■ **Work item**
For the listing below, count the lines that contain "woman" and report only the number.

Start of Given entries

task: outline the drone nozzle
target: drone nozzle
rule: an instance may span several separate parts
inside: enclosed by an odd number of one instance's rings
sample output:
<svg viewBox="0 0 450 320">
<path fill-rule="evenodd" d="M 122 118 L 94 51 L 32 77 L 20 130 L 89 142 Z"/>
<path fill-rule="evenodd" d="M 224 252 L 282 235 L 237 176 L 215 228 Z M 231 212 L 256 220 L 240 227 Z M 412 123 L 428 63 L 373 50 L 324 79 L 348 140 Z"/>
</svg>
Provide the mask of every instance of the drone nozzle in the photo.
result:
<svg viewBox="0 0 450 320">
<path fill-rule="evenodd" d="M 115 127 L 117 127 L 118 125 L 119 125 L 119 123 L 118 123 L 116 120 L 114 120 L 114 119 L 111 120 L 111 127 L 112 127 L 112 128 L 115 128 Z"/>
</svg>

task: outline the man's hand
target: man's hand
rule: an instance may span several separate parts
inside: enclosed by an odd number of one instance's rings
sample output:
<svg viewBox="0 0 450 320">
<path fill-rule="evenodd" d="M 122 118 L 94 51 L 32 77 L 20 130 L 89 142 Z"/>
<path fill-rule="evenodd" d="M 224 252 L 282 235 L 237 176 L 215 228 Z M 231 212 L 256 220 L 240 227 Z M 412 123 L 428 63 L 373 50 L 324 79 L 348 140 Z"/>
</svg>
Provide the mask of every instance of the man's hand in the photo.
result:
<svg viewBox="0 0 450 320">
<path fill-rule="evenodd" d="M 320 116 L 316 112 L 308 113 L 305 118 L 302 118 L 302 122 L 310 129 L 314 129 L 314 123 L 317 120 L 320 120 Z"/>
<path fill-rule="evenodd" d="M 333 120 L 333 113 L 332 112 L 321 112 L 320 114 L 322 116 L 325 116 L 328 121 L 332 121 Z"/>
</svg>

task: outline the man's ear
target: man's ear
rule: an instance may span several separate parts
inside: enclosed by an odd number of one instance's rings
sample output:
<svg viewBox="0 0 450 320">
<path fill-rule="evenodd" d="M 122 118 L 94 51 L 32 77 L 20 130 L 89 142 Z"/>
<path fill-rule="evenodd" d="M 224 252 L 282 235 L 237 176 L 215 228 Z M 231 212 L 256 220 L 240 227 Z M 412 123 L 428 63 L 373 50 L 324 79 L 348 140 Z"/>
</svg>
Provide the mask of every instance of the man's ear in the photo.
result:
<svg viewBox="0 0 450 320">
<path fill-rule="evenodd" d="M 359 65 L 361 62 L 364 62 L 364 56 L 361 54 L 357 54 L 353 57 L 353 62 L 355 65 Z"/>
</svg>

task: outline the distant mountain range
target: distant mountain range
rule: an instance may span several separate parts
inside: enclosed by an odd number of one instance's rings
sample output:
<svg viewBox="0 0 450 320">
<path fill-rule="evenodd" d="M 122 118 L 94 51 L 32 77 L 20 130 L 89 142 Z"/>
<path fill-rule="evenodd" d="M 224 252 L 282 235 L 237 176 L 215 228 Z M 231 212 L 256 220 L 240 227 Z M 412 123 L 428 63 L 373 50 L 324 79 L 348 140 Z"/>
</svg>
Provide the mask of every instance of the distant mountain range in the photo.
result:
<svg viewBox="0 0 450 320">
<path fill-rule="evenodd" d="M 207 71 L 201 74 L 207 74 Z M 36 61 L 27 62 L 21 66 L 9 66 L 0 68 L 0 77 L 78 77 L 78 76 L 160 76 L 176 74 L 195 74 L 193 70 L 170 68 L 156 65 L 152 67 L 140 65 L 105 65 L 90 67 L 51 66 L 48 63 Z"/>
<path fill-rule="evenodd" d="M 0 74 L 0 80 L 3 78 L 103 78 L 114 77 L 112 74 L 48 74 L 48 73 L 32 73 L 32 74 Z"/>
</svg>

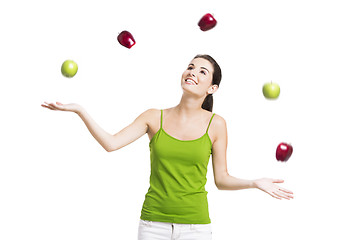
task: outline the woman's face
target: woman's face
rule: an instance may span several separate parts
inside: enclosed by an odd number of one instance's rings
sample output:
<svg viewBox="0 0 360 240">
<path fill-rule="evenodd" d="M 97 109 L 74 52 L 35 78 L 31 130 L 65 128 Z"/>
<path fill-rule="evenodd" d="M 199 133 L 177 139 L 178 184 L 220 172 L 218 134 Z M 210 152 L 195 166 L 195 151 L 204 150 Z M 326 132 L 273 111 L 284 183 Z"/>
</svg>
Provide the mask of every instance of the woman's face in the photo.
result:
<svg viewBox="0 0 360 240">
<path fill-rule="evenodd" d="M 208 60 L 195 58 L 182 74 L 181 86 L 186 91 L 203 96 L 211 87 L 213 73 L 214 68 Z"/>
</svg>

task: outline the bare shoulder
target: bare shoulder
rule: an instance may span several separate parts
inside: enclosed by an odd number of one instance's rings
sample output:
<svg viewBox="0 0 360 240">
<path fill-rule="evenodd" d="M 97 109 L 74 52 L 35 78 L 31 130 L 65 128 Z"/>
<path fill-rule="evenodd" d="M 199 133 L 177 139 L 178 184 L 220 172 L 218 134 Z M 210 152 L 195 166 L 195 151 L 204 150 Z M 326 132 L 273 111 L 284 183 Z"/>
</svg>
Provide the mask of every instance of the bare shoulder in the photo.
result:
<svg viewBox="0 0 360 240">
<path fill-rule="evenodd" d="M 213 124 L 216 126 L 216 128 L 219 128 L 219 127 L 221 128 L 221 127 L 226 126 L 225 119 L 216 113 L 215 113 L 212 121 L 213 121 Z"/>
<path fill-rule="evenodd" d="M 226 137 L 226 121 L 222 116 L 215 114 L 211 124 L 213 125 L 214 142 Z"/>
<path fill-rule="evenodd" d="M 149 109 L 145 110 L 143 113 L 141 113 L 140 116 L 142 118 L 146 119 L 148 122 L 151 122 L 155 118 L 157 118 L 159 115 L 160 115 L 160 109 L 149 108 Z"/>
<path fill-rule="evenodd" d="M 160 109 L 157 108 L 149 108 L 144 113 L 147 115 L 154 115 L 160 112 Z"/>
</svg>

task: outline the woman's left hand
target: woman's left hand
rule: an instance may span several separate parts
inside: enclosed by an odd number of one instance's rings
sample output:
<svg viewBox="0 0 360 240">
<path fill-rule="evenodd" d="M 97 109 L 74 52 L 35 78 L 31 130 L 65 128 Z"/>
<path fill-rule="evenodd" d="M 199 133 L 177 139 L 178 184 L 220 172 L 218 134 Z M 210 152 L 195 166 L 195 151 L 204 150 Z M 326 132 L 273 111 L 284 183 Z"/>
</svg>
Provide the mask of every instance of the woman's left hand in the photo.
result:
<svg viewBox="0 0 360 240">
<path fill-rule="evenodd" d="M 278 185 L 276 185 L 275 183 L 283 183 L 284 180 L 281 179 L 272 179 L 272 178 L 261 178 L 261 179 L 256 179 L 254 180 L 255 186 L 270 194 L 270 196 L 277 198 L 277 199 L 292 199 L 293 197 L 293 192 L 291 192 L 290 190 L 287 190 L 285 188 L 281 188 Z"/>
</svg>

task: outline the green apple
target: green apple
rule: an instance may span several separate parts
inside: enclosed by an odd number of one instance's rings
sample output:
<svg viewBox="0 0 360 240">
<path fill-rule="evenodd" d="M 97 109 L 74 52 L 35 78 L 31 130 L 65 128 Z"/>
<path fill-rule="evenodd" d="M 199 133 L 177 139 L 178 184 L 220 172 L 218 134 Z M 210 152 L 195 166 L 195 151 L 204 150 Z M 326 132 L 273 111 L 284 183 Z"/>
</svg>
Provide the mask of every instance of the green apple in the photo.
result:
<svg viewBox="0 0 360 240">
<path fill-rule="evenodd" d="M 265 83 L 262 90 L 267 99 L 276 99 L 280 95 L 279 85 L 273 82 Z"/>
<path fill-rule="evenodd" d="M 66 60 L 61 66 L 61 73 L 68 78 L 75 76 L 78 70 L 78 65 L 72 60 Z"/>
</svg>

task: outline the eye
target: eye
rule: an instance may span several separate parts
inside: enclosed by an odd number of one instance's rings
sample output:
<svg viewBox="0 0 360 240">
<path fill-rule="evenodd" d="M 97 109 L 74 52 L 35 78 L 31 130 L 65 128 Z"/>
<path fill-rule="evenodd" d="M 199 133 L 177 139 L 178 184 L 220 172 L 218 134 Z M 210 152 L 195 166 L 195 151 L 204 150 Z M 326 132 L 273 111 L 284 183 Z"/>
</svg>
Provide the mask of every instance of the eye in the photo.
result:
<svg viewBox="0 0 360 240">
<path fill-rule="evenodd" d="M 200 73 L 206 75 L 206 72 L 204 70 L 201 70 Z"/>
<path fill-rule="evenodd" d="M 188 69 L 188 70 L 191 70 L 191 69 L 193 69 L 193 67 L 192 67 L 192 66 L 189 66 L 187 69 Z"/>
</svg>

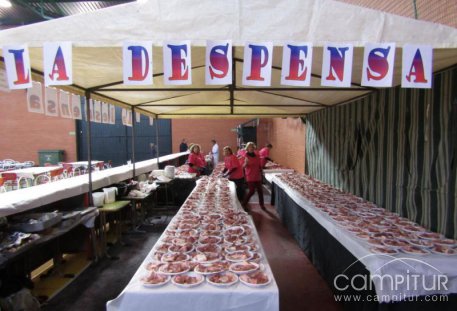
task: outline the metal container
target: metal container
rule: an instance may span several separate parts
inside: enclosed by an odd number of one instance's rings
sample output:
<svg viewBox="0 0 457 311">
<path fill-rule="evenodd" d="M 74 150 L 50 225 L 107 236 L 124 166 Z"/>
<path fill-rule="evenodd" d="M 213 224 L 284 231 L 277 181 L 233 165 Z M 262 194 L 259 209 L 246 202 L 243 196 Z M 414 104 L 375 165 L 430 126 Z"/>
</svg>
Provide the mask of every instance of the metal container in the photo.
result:
<svg viewBox="0 0 457 311">
<path fill-rule="evenodd" d="M 12 227 L 21 232 L 39 232 L 62 221 L 62 213 L 35 213 L 13 219 Z"/>
</svg>

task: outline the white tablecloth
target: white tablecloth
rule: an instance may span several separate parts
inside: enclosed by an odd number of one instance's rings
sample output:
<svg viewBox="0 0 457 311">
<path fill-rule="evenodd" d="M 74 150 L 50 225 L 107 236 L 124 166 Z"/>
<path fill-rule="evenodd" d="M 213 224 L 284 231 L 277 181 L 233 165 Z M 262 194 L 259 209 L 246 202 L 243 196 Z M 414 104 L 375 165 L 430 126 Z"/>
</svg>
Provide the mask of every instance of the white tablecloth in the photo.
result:
<svg viewBox="0 0 457 311">
<path fill-rule="evenodd" d="M 58 167 L 58 166 L 44 166 L 44 167 L 36 166 L 36 167 L 27 167 L 27 168 L 7 171 L 6 173 L 15 173 L 18 178 L 25 177 L 25 178 L 34 179 L 38 175 L 46 174 L 48 172 L 51 172 L 51 171 L 59 169 L 59 168 L 60 167 Z"/>
<path fill-rule="evenodd" d="M 231 183 L 232 196 L 236 196 L 234 184 Z M 238 202 L 237 200 L 235 200 Z M 234 201 L 234 202 L 235 202 Z M 238 204 L 239 205 L 239 204 Z M 241 208 L 241 206 L 239 206 Z M 254 227 L 251 219 L 251 224 Z M 253 234 L 260 244 L 256 230 Z M 163 236 L 163 235 L 162 235 Z M 159 245 L 159 241 L 156 245 Z M 155 247 L 155 246 L 154 246 Z M 154 248 L 130 280 L 127 287 L 114 300 L 108 301 L 108 311 L 118 310 L 160 310 L 160 311 L 278 311 L 279 290 L 271 273 L 270 266 L 264 261 L 265 271 L 272 282 L 262 288 L 248 287 L 241 282 L 228 288 L 217 288 L 203 283 L 195 288 L 182 289 L 171 282 L 159 288 L 145 288 L 140 278 L 148 274 L 145 266 L 152 259 Z M 265 253 L 261 249 L 263 258 Z"/>
<path fill-rule="evenodd" d="M 188 152 L 160 157 L 159 162 L 179 158 Z M 47 167 L 46 167 L 47 168 Z M 50 167 L 51 169 L 53 167 Z M 157 159 L 135 163 L 135 176 L 157 169 Z M 93 190 L 133 178 L 133 164 L 117 166 L 92 173 Z M 23 188 L 0 194 L 0 217 L 24 212 L 52 202 L 81 195 L 89 191 L 89 175 L 61 179 L 44 185 Z"/>
<path fill-rule="evenodd" d="M 385 278 L 375 278 L 373 280 L 376 294 L 383 297 L 385 302 L 392 300 L 403 300 L 405 297 L 424 296 L 433 294 L 451 294 L 457 293 L 457 256 L 455 255 L 409 255 L 395 254 L 380 255 L 370 251 L 370 244 L 357 239 L 351 232 L 339 226 L 327 214 L 314 207 L 313 203 L 309 202 L 297 191 L 288 187 L 278 176 L 274 176 L 272 181 L 306 212 L 308 212 L 322 227 L 324 227 L 338 242 L 340 242 L 354 257 L 362 262 L 370 274 L 386 276 Z M 338 260 L 335 258 L 335 260 Z M 341 271 L 344 273 L 344 271 Z M 448 282 L 447 289 L 443 287 L 440 290 L 428 290 L 422 284 L 419 284 L 414 290 L 412 283 L 407 284 L 395 282 L 397 288 L 390 286 L 391 279 L 388 277 L 397 275 L 408 276 L 409 280 L 413 281 L 412 275 L 421 275 L 419 279 L 422 282 L 422 276 L 432 282 L 439 275 L 446 275 Z M 426 287 L 431 288 L 431 283 L 426 283 Z"/>
<path fill-rule="evenodd" d="M 98 160 L 92 160 L 90 161 L 91 165 L 97 165 L 99 163 L 103 163 L 103 161 L 98 161 Z M 89 162 L 88 161 L 78 161 L 78 162 L 65 162 L 65 164 L 70 164 L 73 166 L 73 168 L 77 167 L 88 167 Z"/>
</svg>

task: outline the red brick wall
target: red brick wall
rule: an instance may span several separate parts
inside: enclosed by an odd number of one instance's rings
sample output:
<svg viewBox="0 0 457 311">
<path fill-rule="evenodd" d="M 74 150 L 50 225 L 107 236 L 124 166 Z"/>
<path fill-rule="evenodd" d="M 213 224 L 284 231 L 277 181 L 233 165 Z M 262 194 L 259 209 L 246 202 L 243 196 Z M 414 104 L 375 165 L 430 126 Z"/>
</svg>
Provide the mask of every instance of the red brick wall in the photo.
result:
<svg viewBox="0 0 457 311">
<path fill-rule="evenodd" d="M 413 0 L 338 0 L 396 15 L 415 18 Z M 417 18 L 457 28 L 456 0 L 417 0 Z"/>
<path fill-rule="evenodd" d="M 211 151 L 211 139 L 219 145 L 220 159 L 224 146 L 236 146 L 236 132 L 231 129 L 244 123 L 246 119 L 175 119 L 171 121 L 173 152 L 179 151 L 179 144 L 183 138 L 188 143 L 198 143 L 202 151 L 208 154 Z"/>
<path fill-rule="evenodd" d="M 306 127 L 300 118 L 262 119 L 257 138 L 260 147 L 273 145 L 270 156 L 275 162 L 304 173 Z"/>
<path fill-rule="evenodd" d="M 0 159 L 32 160 L 38 150 L 64 150 L 65 161 L 76 160 L 75 121 L 27 111 L 26 91 L 0 91 Z"/>
</svg>

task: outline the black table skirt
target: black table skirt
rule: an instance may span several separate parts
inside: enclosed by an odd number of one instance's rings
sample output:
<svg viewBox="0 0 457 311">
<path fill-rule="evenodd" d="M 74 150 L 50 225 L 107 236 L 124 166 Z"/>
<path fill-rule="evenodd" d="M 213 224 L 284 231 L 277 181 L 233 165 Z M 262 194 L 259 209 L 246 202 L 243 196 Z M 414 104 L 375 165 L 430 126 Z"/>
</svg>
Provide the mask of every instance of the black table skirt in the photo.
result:
<svg viewBox="0 0 457 311">
<path fill-rule="evenodd" d="M 457 310 L 457 294 L 448 295 L 447 302 L 425 302 L 420 301 L 424 297 L 419 297 L 418 301 L 378 303 L 366 301 L 375 297 L 374 286 L 371 291 L 355 291 L 352 288 L 343 292 L 337 290 L 334 286 L 334 278 L 353 264 L 357 260 L 356 257 L 274 183 L 272 192 L 281 222 L 326 280 L 333 293 L 335 295 L 360 295 L 362 301 L 343 302 L 345 310 Z M 349 278 L 356 274 L 369 277 L 369 271 L 361 262 L 354 264 L 344 274 Z"/>
</svg>

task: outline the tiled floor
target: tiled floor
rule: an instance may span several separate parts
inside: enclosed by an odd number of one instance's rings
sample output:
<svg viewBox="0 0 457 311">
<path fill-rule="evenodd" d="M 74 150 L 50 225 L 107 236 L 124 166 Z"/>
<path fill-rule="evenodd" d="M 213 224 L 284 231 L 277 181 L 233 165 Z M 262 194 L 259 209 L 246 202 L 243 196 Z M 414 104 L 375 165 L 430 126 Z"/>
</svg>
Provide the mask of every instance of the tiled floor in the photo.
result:
<svg viewBox="0 0 457 311">
<path fill-rule="evenodd" d="M 262 211 L 256 203 L 249 205 L 278 284 L 280 310 L 342 310 L 327 283 L 280 223 L 274 207 L 266 205 L 267 211 Z"/>
</svg>

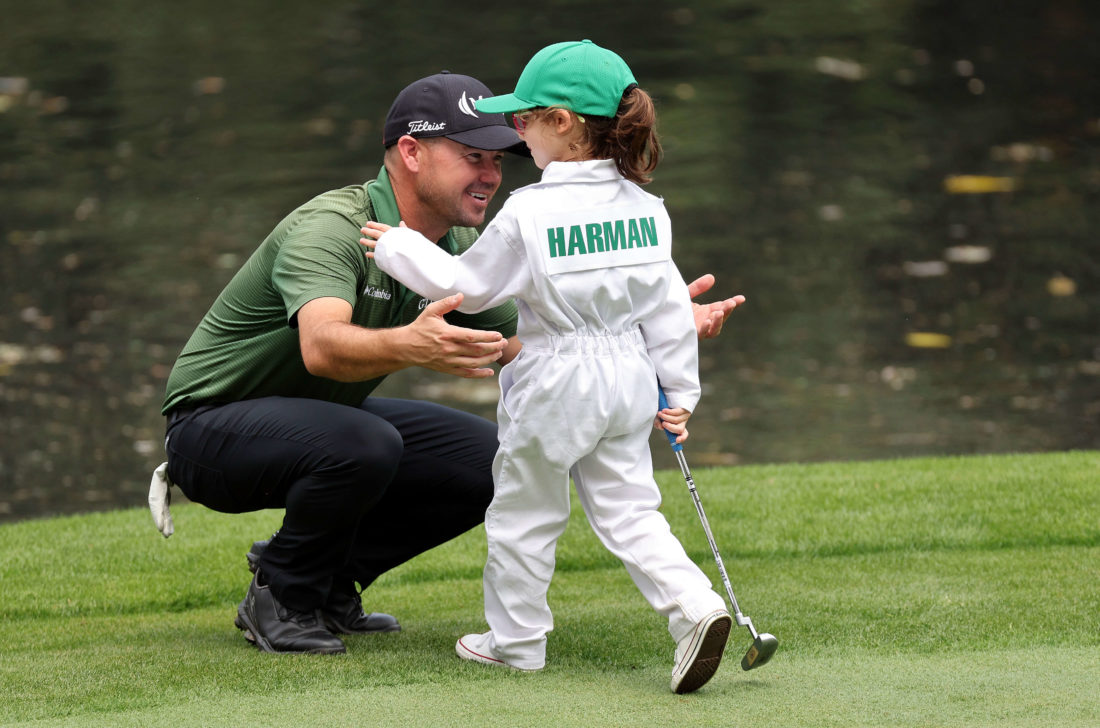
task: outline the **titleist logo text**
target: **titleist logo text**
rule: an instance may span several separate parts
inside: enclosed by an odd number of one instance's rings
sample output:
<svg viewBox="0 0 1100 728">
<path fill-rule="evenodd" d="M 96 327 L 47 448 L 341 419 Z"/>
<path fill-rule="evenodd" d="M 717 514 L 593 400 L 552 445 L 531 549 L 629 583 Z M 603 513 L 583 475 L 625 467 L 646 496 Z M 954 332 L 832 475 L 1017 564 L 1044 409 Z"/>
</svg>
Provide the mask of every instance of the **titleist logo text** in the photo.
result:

End of Given entries

■ **Response to the exercise**
6